--- SET PROBLEM ---
Copy every one of the items below word for word.

--- RECORDS FOR THIS EXERCISE ---
****

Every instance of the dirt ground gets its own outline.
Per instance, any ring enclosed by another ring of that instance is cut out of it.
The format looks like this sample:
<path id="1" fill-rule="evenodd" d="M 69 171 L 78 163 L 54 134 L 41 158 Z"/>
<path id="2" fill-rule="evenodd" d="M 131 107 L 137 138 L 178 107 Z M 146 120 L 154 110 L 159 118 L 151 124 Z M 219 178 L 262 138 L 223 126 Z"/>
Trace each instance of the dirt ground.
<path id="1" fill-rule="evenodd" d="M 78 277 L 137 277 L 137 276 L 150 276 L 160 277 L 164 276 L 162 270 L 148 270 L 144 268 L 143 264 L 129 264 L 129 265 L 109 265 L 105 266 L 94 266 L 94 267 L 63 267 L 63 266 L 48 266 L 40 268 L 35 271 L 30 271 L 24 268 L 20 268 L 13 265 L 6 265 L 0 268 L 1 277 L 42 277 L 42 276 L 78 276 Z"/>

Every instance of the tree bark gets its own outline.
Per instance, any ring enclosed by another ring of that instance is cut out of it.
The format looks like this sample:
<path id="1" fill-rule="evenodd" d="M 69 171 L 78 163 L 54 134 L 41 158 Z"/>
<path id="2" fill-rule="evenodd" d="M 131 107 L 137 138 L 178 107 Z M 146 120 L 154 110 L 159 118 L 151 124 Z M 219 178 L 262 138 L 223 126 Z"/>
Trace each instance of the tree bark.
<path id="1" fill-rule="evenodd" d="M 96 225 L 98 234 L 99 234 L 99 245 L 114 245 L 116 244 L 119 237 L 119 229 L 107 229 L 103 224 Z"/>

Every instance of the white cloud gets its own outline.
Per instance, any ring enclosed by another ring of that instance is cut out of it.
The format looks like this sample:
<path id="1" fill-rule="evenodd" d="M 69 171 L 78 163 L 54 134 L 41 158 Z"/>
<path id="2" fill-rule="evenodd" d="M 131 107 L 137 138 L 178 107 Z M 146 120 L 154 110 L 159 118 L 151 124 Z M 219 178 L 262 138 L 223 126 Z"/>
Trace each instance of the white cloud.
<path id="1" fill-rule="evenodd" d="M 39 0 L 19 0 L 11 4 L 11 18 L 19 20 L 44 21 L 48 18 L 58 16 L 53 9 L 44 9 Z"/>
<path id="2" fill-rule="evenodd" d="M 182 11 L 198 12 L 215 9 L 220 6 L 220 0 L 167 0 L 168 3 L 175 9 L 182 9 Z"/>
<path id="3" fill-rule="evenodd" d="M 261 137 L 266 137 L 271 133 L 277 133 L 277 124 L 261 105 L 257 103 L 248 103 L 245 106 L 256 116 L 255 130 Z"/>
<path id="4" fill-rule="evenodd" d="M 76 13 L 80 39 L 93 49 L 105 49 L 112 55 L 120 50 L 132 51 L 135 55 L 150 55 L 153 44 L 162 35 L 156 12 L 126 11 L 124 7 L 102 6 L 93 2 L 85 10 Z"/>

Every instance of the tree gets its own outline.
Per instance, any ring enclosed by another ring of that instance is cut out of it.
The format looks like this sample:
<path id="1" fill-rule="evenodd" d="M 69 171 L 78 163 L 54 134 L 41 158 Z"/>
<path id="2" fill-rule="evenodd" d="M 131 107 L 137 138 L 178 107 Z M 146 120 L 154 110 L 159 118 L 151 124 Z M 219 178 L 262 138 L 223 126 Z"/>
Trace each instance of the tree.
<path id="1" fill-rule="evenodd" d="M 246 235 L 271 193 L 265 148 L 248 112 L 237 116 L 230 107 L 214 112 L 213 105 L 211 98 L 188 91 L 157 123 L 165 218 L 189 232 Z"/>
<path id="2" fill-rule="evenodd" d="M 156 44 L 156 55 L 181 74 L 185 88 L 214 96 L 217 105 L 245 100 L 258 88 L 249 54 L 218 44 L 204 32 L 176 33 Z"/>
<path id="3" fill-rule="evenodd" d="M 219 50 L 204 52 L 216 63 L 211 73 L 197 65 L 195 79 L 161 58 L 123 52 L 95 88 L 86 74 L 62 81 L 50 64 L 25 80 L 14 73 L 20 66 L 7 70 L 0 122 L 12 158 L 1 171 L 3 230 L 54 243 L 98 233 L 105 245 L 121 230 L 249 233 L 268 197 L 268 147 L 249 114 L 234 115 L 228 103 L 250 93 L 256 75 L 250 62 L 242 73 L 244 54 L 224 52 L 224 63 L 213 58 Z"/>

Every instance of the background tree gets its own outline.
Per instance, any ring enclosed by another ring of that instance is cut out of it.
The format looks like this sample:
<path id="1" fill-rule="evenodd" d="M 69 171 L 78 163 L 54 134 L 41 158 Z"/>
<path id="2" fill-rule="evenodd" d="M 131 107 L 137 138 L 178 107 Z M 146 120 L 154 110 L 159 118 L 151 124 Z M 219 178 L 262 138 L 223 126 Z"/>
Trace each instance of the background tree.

****

--- EXPECTED ANSWER ---
Every instance of the dirt ground gets its own outline.
Per instance, any ring enclosed by another ring of that instance is cut out of it.
The format looks like this sample:
<path id="1" fill-rule="evenodd" d="M 69 171 L 78 163 L 54 134 L 41 158 Z"/>
<path id="2" fill-rule="evenodd" d="M 131 107 L 137 138 L 178 107 Z M 146 120 L 154 110 L 159 118 L 151 124 Z M 219 178 L 262 138 L 223 126 Z"/>
Trace each instance of the dirt ground.
<path id="1" fill-rule="evenodd" d="M 78 277 L 137 277 L 137 276 L 150 276 L 160 277 L 164 276 L 162 270 L 148 270 L 144 268 L 143 264 L 129 264 L 129 265 L 109 265 L 105 266 L 94 266 L 94 267 L 63 267 L 63 266 L 48 266 L 40 268 L 35 271 L 30 271 L 24 268 L 20 268 L 13 265 L 6 265 L 0 268 L 1 277 L 42 277 L 42 276 L 78 276 Z"/>

Every instance of the tree bark gets its own outline.
Per instance, any ring enclosed by another ring of that instance is cut out of it.
The format looks like this sample:
<path id="1" fill-rule="evenodd" d="M 69 171 L 78 163 L 54 134 L 41 158 Z"/>
<path id="2" fill-rule="evenodd" d="M 131 107 L 137 138 L 178 107 Z M 146 120 L 154 110 L 159 118 L 151 124 Z M 219 178 L 262 138 L 223 126 Z"/>
Trace each instance of the tree bark.
<path id="1" fill-rule="evenodd" d="M 96 225 L 98 234 L 99 234 L 99 245 L 114 245 L 116 244 L 119 237 L 119 229 L 107 229 L 103 224 Z"/>

Every instance of the white cloud gets its own outline.
Per instance, any ring enclosed by another ring of that instance is cut out of it.
The format looks like this sample:
<path id="1" fill-rule="evenodd" d="M 69 171 L 78 163 L 54 134 L 41 158 Z"/>
<path id="2" fill-rule="evenodd" d="M 131 107 L 137 138 L 178 107 Z M 146 120 L 154 110 L 159 118 L 151 124 Z M 219 178 L 262 138 L 223 126 Z"/>
Trace each instance of the white cloud.
<path id="1" fill-rule="evenodd" d="M 39 0 L 19 0 L 11 4 L 11 18 L 19 20 L 44 21 L 48 18 L 58 16 L 53 9 L 44 9 Z"/>
<path id="2" fill-rule="evenodd" d="M 182 11 L 198 12 L 215 9 L 220 6 L 220 0 L 167 0 L 168 3 L 175 9 L 182 9 Z"/>
<path id="3" fill-rule="evenodd" d="M 261 137 L 266 137 L 271 133 L 277 133 L 277 124 L 261 105 L 257 103 L 248 103 L 245 106 L 256 116 L 255 130 Z"/>
<path id="4" fill-rule="evenodd" d="M 76 13 L 80 39 L 93 49 L 105 49 L 112 55 L 120 50 L 132 51 L 135 55 L 150 55 L 153 44 L 162 35 L 156 12 L 126 11 L 124 7 L 102 6 L 93 2 L 85 10 Z"/>

Every instance of the tree gets its own outline.
Per instance, any ring enclosed by another ring of that instance is cut out of it.
The format looks like this sample:
<path id="1" fill-rule="evenodd" d="M 69 171 L 78 163 L 54 134 L 41 158 Z"/>
<path id="2" fill-rule="evenodd" d="M 131 107 L 137 138 L 178 107 Z M 146 120 L 154 110 L 159 118 L 151 124 Z M 219 178 L 262 138 L 223 126 Z"/>
Trace each instance of the tree.
<path id="1" fill-rule="evenodd" d="M 246 235 L 271 193 L 265 148 L 248 112 L 237 116 L 230 107 L 214 112 L 213 105 L 211 98 L 188 91 L 157 123 L 165 218 L 189 232 Z"/>
<path id="2" fill-rule="evenodd" d="M 156 44 L 156 55 L 181 74 L 185 88 L 214 96 L 217 105 L 245 100 L 258 88 L 249 54 L 218 44 L 204 32 L 176 33 Z"/>
<path id="3" fill-rule="evenodd" d="M 219 50 L 204 52 L 216 63 L 211 73 L 197 65 L 195 79 L 161 58 L 123 52 L 95 88 L 86 74 L 62 81 L 50 64 L 25 80 L 14 73 L 20 66 L 7 70 L 0 122 L 12 158 L 1 171 L 3 230 L 54 243 L 98 233 L 105 245 L 121 230 L 249 233 L 268 197 L 268 147 L 249 114 L 234 115 L 228 103 L 250 93 L 256 75 L 250 62 L 242 73 L 244 54 L 224 52 L 224 63 L 213 58 Z"/>

Every instance of the background tree gets its own outline.
Per instance, any ring enclosed by another ring of that instance is cut out of it.
The format looks like this sample:
<path id="1" fill-rule="evenodd" d="M 69 171 L 78 163 L 54 134 L 41 158 Z"/>
<path id="2" fill-rule="evenodd" d="M 131 107 L 137 138 L 178 107 Z M 146 120 L 154 110 L 159 118 L 151 124 Z M 219 178 L 262 138 L 223 126 Z"/>
Trace each instance of the background tree.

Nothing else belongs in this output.